# Text segment
________________

Also, mime is not art.

Speech is like a bonsai

Cogency and lucidity require careful cultivation and pruning, especially when you don’t have a particularly tech savvy crowd as your audience and you’re giving them a security overview. The biggest problem seems to be that a lot of people still assume their real world common sense doesn’t apply in the virtual when the opposite is true. I have to make them trust their own judgement and I have to make them feel at ease with technology.

This is especially true of phishing scams.

If some random guy on the street hands you a letter saying your bank account will be closed soon and the only way to stop it would be to provide your personal information, would you :

a) Call the bank yourself and verify this.
b) Give him the personal information.
c) Dance a jig.
d) Throw poo at him.

I remember early in school a teacher saying that in most multiple choice questions, you can usually eliminate two of the answers almost immediately. Then you can take your time thinking about the remaining two.

I now carry a spare roll of Angel Soft brand toilet paper in case I meet the random bank guy.

It sure put a smile on me!

The Benadryl is starting to wear off so it’s about time for another dose.

I’m going on vacation on Friday after much prodding by my family. I think it’s well overdue.


Why can’t you just answer the question?

Instead of going through an explication todo-list that you must finish unless that train of thought gets derailed.

I was on a conference call Saturday when our boss, Mr. Dick Hardass, asked one of my colleagues a seemingly simple question about a deadline. “This couldn’t take more than 5 seconds to answer” we all thought.

Mr. Shakes-like-a Twig — nice fellow, neat hair —  went on to take 2 minutes to say “a week”.

You see, Mr. Twig had to go through how he was examining three months of business intelligence reports to figure out the right algorithms to sort through it all. Then he had to describe our current layout (which we were all familiar with), that he had just moved, that our report templates are “adequate”, that he just had 2 cups of coffee, that we had setup a second database server to mirror the original data (also something we all knew) and that his parents are from Ohio.

Mr. Hardass is a new boss, so we didn’t get a chance to tell him to never ask Mr. Twig for a status report unless it’s by email. He also has the patience of a fruit fly, the attention span of a hummingbird and the temper of a wounded leopard being poked with a stick, while being forced to watch a Dharma and Greg rerun.

And while Mr. Twig, being a nice fellow, isn’t capable of understanding that silence on the other end is often a sign of a boil-over to come.

“I don’t have the bandwidth to deal with all that, I just want to know how we’re doing!”

________________

# Dataset records
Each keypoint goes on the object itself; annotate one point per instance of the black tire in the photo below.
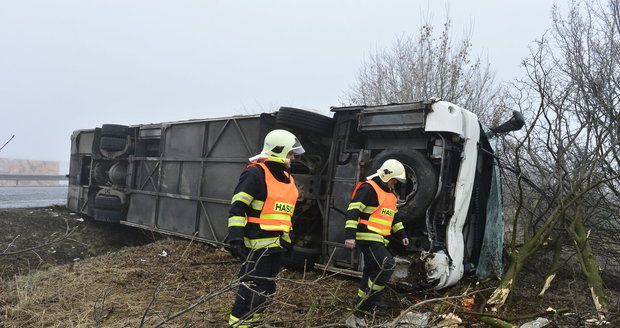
(306, 120)
(421, 182)
(104, 202)
(108, 215)
(100, 174)
(112, 143)
(114, 130)
(301, 258)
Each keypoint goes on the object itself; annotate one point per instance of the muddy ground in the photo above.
(59, 269)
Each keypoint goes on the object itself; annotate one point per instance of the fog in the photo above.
(67, 65)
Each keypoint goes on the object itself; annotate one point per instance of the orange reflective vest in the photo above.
(380, 221)
(279, 205)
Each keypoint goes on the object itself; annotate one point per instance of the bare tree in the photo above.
(566, 186)
(428, 65)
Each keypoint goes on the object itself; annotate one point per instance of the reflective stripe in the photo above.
(398, 226)
(261, 242)
(369, 236)
(257, 204)
(236, 221)
(374, 286)
(243, 197)
(351, 224)
(379, 228)
(276, 159)
(356, 206)
(271, 219)
(381, 221)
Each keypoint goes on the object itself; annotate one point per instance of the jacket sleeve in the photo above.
(358, 207)
(240, 203)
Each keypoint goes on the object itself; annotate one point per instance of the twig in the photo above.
(161, 283)
(7, 142)
(438, 299)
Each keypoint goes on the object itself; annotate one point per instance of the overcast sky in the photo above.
(67, 65)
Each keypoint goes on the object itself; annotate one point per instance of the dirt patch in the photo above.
(117, 286)
(31, 228)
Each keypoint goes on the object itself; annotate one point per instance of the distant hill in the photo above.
(27, 166)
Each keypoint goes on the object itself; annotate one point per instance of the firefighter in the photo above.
(369, 221)
(259, 223)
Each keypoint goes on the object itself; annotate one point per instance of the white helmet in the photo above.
(391, 168)
(278, 143)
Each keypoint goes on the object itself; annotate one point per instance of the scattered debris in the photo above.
(538, 323)
(354, 321)
(449, 320)
(415, 320)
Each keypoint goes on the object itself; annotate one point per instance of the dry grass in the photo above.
(114, 290)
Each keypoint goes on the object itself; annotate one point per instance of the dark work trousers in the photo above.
(259, 270)
(378, 268)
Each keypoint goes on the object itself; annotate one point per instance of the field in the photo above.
(58, 269)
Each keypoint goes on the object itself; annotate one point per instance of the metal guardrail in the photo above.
(33, 177)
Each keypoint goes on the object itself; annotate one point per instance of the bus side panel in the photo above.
(187, 190)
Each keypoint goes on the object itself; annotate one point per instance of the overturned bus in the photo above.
(177, 178)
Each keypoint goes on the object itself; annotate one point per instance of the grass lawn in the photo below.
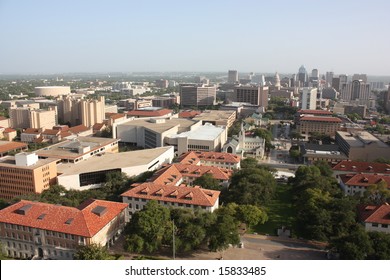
(280, 212)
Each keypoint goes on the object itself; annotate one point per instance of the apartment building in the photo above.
(322, 125)
(217, 117)
(357, 184)
(24, 174)
(35, 230)
(361, 146)
(195, 95)
(222, 160)
(171, 196)
(375, 217)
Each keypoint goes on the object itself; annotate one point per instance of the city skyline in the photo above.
(122, 36)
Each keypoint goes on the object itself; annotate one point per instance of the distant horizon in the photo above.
(53, 36)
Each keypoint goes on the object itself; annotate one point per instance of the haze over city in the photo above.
(260, 36)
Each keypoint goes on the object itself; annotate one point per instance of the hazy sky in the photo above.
(52, 36)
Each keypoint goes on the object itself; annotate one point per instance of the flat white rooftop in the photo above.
(205, 132)
(113, 161)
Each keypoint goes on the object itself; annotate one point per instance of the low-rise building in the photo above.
(170, 196)
(150, 112)
(202, 138)
(351, 166)
(25, 174)
(361, 146)
(375, 217)
(357, 184)
(91, 173)
(79, 149)
(7, 147)
(222, 160)
(330, 153)
(322, 125)
(35, 230)
(216, 117)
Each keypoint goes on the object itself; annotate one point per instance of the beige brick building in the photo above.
(24, 174)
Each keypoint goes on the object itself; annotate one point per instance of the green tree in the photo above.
(254, 186)
(251, 215)
(92, 252)
(380, 244)
(207, 181)
(152, 224)
(116, 183)
(224, 232)
(354, 246)
(249, 163)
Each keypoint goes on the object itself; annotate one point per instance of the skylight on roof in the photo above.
(41, 217)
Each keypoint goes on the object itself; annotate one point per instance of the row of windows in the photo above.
(382, 225)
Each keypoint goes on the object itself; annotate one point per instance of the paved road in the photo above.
(259, 247)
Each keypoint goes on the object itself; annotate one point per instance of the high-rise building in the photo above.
(387, 100)
(355, 90)
(362, 77)
(42, 119)
(194, 95)
(302, 76)
(24, 174)
(78, 111)
(336, 83)
(232, 76)
(328, 79)
(315, 74)
(26, 117)
(308, 98)
(277, 80)
(256, 95)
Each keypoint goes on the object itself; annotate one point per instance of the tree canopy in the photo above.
(92, 252)
(253, 186)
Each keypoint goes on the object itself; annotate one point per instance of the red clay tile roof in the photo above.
(178, 194)
(189, 158)
(315, 112)
(32, 131)
(51, 132)
(8, 130)
(362, 167)
(379, 214)
(116, 116)
(146, 113)
(78, 128)
(188, 170)
(195, 157)
(364, 180)
(168, 175)
(85, 222)
(189, 114)
(320, 119)
(218, 157)
(6, 146)
(98, 126)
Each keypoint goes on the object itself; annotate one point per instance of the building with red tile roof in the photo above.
(33, 229)
(353, 184)
(10, 146)
(352, 166)
(150, 113)
(315, 112)
(189, 114)
(80, 130)
(218, 159)
(171, 196)
(318, 124)
(375, 217)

________________

# Problem to work on
Copy out the phishing-scam text, starting at "c) Dance a jig." and ending after "it’s well overdue.", but swap "Benadryl" for "cough syrup".

# Answer box
c) Dance a jig.
d) Throw poo at him.

I remember early in school a teacher saying that in most multiple choice questions, you can usually eliminate two of the answers almost immediately. Then you can take your time thinking about the remaining two.

I now carry a spare roll of Angel Soft brand toilet paper in case I meet the random bank guy.

It sure put a smile on me!

The cough syrup is starting to wear off so it’s about time for another dose.

I’m going on vacation on Friday after much prodding by my family. I think it’s well overdue.